## Recorded data:
──────────

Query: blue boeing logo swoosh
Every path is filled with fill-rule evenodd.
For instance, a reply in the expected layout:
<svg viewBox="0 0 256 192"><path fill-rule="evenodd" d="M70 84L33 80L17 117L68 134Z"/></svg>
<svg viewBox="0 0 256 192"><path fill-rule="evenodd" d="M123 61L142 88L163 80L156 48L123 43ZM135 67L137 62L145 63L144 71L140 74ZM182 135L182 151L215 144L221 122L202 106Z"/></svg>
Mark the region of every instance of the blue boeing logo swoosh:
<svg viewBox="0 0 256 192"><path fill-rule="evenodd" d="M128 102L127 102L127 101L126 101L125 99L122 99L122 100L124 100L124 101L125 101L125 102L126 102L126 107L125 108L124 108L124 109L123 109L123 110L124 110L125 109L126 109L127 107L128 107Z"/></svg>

──────────

## Goal of the exercise:
Your task is to print the whole listing again exactly.

## Exercise response:
Query: blue boeing logo swoosh
Every path is filled with fill-rule evenodd.
For instance, a reply in the expected layout:
<svg viewBox="0 0 256 192"><path fill-rule="evenodd" d="M70 84L33 80L17 117L68 134Z"/></svg>
<svg viewBox="0 0 256 192"><path fill-rule="evenodd" d="M123 61L142 88L163 80L156 48L123 43ZM135 67L137 62L145 63L144 71L140 74ZM182 135L182 151L215 144L221 122L202 106Z"/></svg>
Mark the region of every instance of the blue boeing logo swoosh:
<svg viewBox="0 0 256 192"><path fill-rule="evenodd" d="M128 102L127 102L127 101L126 101L125 99L122 99L122 100L124 100L124 101L125 101L125 102L126 102L126 107L125 108L124 108L124 109L123 109L123 110L124 110L125 109L126 109L127 107L128 107Z"/></svg>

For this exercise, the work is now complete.